» **INSTRUCTION**
Format every line of the rows below as a JSON list of strings, one string per line, leaving out the blank lines.

» **DATASET ROWS**
+ + + + +
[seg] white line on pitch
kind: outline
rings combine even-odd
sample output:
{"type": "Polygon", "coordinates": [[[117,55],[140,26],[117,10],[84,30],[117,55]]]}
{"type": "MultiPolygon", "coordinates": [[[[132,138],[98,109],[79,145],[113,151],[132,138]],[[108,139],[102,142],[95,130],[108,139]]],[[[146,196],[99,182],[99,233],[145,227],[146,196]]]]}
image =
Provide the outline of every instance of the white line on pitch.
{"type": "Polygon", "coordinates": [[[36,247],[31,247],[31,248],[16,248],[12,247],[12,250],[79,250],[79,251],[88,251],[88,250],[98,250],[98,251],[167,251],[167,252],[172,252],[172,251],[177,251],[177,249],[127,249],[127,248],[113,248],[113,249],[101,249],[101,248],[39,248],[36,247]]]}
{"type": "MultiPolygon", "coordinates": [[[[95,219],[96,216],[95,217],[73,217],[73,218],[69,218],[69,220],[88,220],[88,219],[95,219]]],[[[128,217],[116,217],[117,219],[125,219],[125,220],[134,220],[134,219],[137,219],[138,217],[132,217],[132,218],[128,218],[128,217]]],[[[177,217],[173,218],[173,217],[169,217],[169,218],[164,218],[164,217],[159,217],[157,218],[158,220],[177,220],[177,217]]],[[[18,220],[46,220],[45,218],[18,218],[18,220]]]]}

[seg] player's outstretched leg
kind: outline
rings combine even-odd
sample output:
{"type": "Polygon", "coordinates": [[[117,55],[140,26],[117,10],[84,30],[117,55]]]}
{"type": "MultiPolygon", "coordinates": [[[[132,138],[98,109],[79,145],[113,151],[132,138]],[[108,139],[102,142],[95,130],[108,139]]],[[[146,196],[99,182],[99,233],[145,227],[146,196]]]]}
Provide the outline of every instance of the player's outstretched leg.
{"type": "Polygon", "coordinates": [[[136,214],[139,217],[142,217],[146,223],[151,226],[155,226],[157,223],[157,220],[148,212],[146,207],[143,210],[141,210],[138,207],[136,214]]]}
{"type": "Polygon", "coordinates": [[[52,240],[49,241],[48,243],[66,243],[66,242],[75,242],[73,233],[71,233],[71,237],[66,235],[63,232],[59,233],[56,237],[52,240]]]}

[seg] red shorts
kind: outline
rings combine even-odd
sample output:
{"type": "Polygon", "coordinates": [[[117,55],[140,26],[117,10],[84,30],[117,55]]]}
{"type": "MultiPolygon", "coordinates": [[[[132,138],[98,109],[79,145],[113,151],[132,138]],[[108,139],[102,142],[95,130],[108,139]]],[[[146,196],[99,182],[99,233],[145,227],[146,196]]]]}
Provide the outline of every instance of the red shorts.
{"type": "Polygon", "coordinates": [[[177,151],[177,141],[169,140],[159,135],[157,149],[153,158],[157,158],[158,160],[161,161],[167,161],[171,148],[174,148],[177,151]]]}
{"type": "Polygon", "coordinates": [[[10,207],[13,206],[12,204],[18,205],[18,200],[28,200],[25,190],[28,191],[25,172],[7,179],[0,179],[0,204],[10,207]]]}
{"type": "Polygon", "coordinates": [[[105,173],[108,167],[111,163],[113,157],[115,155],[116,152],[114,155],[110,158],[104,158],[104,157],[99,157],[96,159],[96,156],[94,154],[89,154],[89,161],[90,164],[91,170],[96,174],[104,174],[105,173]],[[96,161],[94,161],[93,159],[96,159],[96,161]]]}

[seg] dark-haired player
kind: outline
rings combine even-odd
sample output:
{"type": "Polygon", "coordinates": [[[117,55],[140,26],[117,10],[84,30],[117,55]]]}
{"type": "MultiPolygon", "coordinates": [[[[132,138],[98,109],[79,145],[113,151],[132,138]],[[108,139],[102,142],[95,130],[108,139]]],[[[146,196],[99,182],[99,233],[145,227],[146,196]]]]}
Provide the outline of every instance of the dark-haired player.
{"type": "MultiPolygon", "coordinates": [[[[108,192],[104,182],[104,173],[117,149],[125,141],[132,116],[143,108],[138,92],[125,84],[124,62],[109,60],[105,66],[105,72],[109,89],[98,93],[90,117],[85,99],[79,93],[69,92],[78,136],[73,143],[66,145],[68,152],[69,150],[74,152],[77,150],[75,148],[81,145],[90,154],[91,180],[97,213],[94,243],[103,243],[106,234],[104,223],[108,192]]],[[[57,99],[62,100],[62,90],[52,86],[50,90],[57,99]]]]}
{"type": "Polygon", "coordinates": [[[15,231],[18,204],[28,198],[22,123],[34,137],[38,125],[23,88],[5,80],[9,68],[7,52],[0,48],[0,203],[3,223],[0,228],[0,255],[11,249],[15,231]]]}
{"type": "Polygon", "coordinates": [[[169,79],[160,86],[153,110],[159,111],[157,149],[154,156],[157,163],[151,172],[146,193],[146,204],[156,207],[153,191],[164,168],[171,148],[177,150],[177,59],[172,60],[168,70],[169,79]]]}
+ + + + +
» **FINAL RESULT**
[
  "[seg] white line on pitch",
  "kind: outline",
  "rings combine even-odd",
  "sample output:",
  "{\"type\": \"Polygon\", \"coordinates\": [[[117,55],[140,26],[117,10],[84,30],[117,55]]]}",
  "{\"type\": \"MultiPolygon\", \"coordinates\": [[[[132,138],[98,109],[79,145],[113,151],[132,138]],[[108,139],[102,142],[95,130],[108,139]]],[[[146,196],[99,182],[99,233],[145,227],[146,196]]]]}",
  "image =",
  "Provide the outline of every instance of the white line on pitch.",
  "{\"type\": \"Polygon\", \"coordinates\": [[[36,247],[31,247],[31,248],[16,248],[12,247],[12,250],[79,250],[79,251],[88,251],[88,250],[98,250],[98,251],[167,251],[167,252],[172,252],[172,251],[177,251],[177,249],[127,249],[127,248],[113,248],[113,249],[101,249],[101,248],[39,248],[36,247]]]}",
  "{\"type\": \"MultiPolygon\", \"coordinates\": [[[[95,219],[96,216],[95,217],[73,217],[73,218],[69,218],[69,220],[88,220],[88,219],[95,219]]],[[[128,217],[116,217],[117,219],[125,219],[125,220],[134,220],[134,219],[137,219],[138,217],[132,217],[132,218],[128,218],[128,217]]],[[[177,217],[173,218],[173,217],[169,217],[169,218],[164,218],[164,217],[159,217],[157,218],[158,220],[177,220],[177,217]]],[[[18,220],[46,220],[45,218],[18,218],[18,220]]]]}",
  "[seg] player's outstretched leg",
  "kind: outline",
  "rings combine even-odd",
  "sample output:",
  "{\"type\": \"Polygon\", \"coordinates\": [[[117,55],[140,26],[117,10],[84,30],[117,55]]]}",
  "{\"type\": \"MultiPolygon\", \"coordinates\": [[[[132,138],[98,109],[79,145],[113,151],[132,138]],[[108,139],[102,142],[95,130],[108,139]]],[[[146,196],[99,182],[99,233],[145,227],[146,196]]]]}",
  "Provide the outline of every instance of the player's outstretched leg.",
  "{\"type\": \"Polygon\", \"coordinates\": [[[136,214],[139,217],[142,217],[146,223],[151,226],[155,226],[157,223],[157,220],[148,212],[146,207],[143,210],[141,210],[138,207],[136,214]]]}",
  "{\"type\": \"Polygon\", \"coordinates\": [[[52,240],[49,241],[48,243],[66,243],[66,242],[75,242],[73,233],[71,233],[71,237],[66,235],[63,232],[59,233],[56,237],[52,240]]]}",
  "[seg] red shorts",
  "kind: outline",
  "rings combine even-odd",
  "sample output:",
  "{\"type\": \"Polygon\", \"coordinates\": [[[117,55],[140,26],[117,10],[84,30],[117,55]]]}",
  "{\"type\": \"MultiPolygon\", \"coordinates\": [[[[132,138],[98,109],[79,145],[113,151],[132,138]],[[108,139],[102,142],[95,130],[108,139]]],[[[146,196],[99,182],[99,233],[145,227],[146,196]]]]}",
  "Provide the outline of every instance of the red shorts.",
  "{\"type\": \"Polygon\", \"coordinates\": [[[177,151],[177,141],[169,140],[159,135],[157,149],[153,158],[157,158],[158,160],[161,161],[167,161],[171,148],[174,148],[177,151]]]}",
  "{\"type\": \"Polygon\", \"coordinates\": [[[10,207],[13,206],[12,204],[18,205],[18,200],[28,200],[25,190],[28,191],[25,172],[7,179],[0,179],[0,204],[10,207]]]}",
  "{\"type\": \"Polygon\", \"coordinates\": [[[105,173],[108,167],[111,163],[113,157],[115,155],[116,152],[114,155],[110,158],[104,158],[104,157],[99,157],[96,159],[96,156],[94,154],[89,154],[89,161],[90,164],[91,170],[96,174],[104,174],[105,173]],[[96,161],[94,161],[93,159],[96,159],[96,161]]]}",
  "[seg] dark-haired player",
  "kind: outline",
  "rings combine even-odd",
  "sample output:",
  "{\"type\": \"Polygon\", \"coordinates\": [[[117,55],[140,26],[117,10],[84,30],[117,55]]]}",
  "{\"type\": \"MultiPolygon\", \"coordinates\": [[[[132,138],[98,109],[79,145],[113,151],[132,138]],[[108,139],[102,142],[95,130],[108,139]]],[[[146,196],[99,182],[99,233],[145,227],[146,196]]]]}",
  "Provide the outline of every instance of the dark-haired player.",
  "{\"type\": \"MultiPolygon\", \"coordinates\": [[[[108,192],[104,182],[104,173],[117,149],[125,141],[132,116],[143,108],[138,92],[125,84],[124,62],[109,60],[105,66],[105,72],[109,89],[98,93],[90,117],[85,99],[79,93],[69,92],[78,136],[73,143],[66,145],[68,152],[69,150],[74,152],[77,150],[75,148],[81,145],[90,154],[91,180],[97,213],[94,243],[103,243],[106,234],[104,223],[108,192]]],[[[57,99],[62,100],[62,90],[52,86],[50,90],[57,99]]]]}",
  "{\"type\": \"Polygon\", \"coordinates\": [[[15,231],[18,204],[28,198],[22,123],[34,137],[38,125],[23,88],[5,80],[9,68],[7,52],[0,48],[0,203],[3,223],[0,228],[0,255],[11,249],[15,231]]]}",
  "{\"type\": \"Polygon\", \"coordinates\": [[[169,79],[160,86],[153,110],[159,111],[157,149],[154,156],[157,163],[151,172],[146,193],[146,204],[156,207],[153,191],[164,168],[171,148],[177,150],[177,59],[172,60],[168,70],[169,79]]]}"
]